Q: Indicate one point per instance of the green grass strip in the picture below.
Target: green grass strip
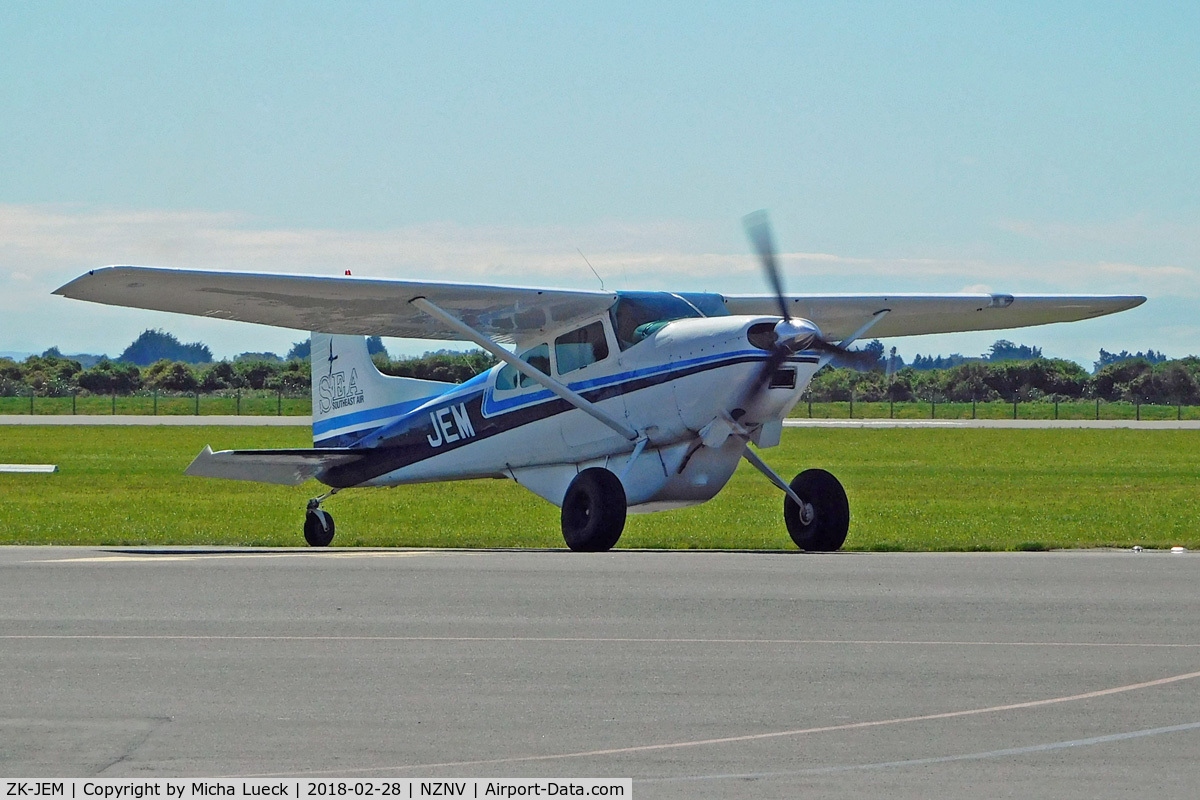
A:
(910, 489)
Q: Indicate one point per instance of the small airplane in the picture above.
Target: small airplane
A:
(609, 402)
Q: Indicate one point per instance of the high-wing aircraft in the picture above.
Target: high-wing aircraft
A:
(609, 402)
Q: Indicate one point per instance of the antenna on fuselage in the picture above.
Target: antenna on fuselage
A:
(591, 268)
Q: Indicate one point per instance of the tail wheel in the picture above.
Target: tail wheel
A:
(593, 511)
(318, 528)
(822, 522)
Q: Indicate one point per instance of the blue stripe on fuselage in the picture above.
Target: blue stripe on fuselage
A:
(400, 415)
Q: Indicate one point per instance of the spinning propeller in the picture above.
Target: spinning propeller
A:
(792, 335)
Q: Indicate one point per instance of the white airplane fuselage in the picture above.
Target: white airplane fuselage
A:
(679, 388)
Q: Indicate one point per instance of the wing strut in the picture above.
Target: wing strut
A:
(525, 368)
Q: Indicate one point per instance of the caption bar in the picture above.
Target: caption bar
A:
(310, 789)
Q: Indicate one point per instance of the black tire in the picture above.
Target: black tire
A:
(318, 528)
(593, 511)
(831, 511)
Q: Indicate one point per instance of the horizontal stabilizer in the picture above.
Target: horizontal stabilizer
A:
(286, 467)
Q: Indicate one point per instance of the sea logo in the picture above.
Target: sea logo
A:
(335, 392)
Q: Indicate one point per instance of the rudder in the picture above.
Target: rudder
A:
(351, 397)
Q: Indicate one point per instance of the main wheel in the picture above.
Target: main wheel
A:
(823, 521)
(318, 528)
(593, 511)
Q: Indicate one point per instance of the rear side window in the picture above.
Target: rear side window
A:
(537, 358)
(580, 348)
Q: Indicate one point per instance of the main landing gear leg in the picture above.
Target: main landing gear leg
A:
(318, 523)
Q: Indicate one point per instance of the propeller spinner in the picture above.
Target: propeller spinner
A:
(792, 335)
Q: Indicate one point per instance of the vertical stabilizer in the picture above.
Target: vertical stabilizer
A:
(351, 397)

- [THE EXERCISE]: Transcribe all the lines above exactly, apart from the pictures.

- [COMPLETE RESPONSE]:
Q: Indicate one point per instance of the green grass strip in the picture below.
Target: green grass strip
A:
(910, 489)
Q: Indicate one point per instance of the small airplane in the picture above.
Target: small airplane
A:
(609, 402)
Q: Indicate one point per instance of the high-wing aircraft in the picture above.
Target: high-wing aircraft
A:
(609, 402)
Q: Indicate one point per instance of the antenna on fuselage in the picture above.
Target: antenna on fuselage
A:
(591, 268)
Q: Indicate one point per instance of the tail wheel in the picture above.
Target: tail wheel
A:
(593, 511)
(318, 528)
(822, 522)
Q: Indicate one point per instance of the blue stripe on fuselage in the picture above.
Target: blue stripe on fuselage
A:
(400, 415)
Q: Indicate one point per instance of the spinning propeller in the picture above.
Target: spinning propeller
A:
(792, 335)
Q: Indicate one point per instance of the white airplane fuselage in the picture above.
Target: white airplane fuselage
A:
(679, 388)
Q: Indicate one point per instance of the wing strut in the picture above.
Target: wing strut
A:
(525, 368)
Q: Indicate one point per instance of the caption bar in the picture above.
Target: caption bar
A:
(310, 789)
Q: Indicate one point per instance of the black tire in the picture above.
Target: black tire
A:
(318, 528)
(593, 511)
(831, 511)
Q: Indicate one point per instance of the horizontal stabilizer in the picture above.
Target: horizontal stabilizer
A:
(286, 467)
Q: Indicate one point per instance of the sea logo in the picture above.
Target: sea logo
A:
(335, 392)
Q: Indicate one point per instance of the rudder in the picture above.
Target: rudder
A:
(351, 397)
Q: Indicate one point per instance of the main wheel in the picture above.
Target: main wheel
A:
(823, 521)
(318, 528)
(593, 511)
Q: Indicate one point per instance of the rear side window in the picture above.
Target: rear side window
A:
(537, 358)
(580, 348)
Q: Indicate one point per instance of the main landing gear leg in the picture above.
Target: main landing gear leg
A:
(318, 523)
Q: Indicate one point per instance of the propeller spinner in the picture above.
Target: propeller spinner
A:
(792, 335)
Q: Indicate one point per instance of the vertical stabilizer in the picture above.
Target: vertical stabilizer
A:
(351, 397)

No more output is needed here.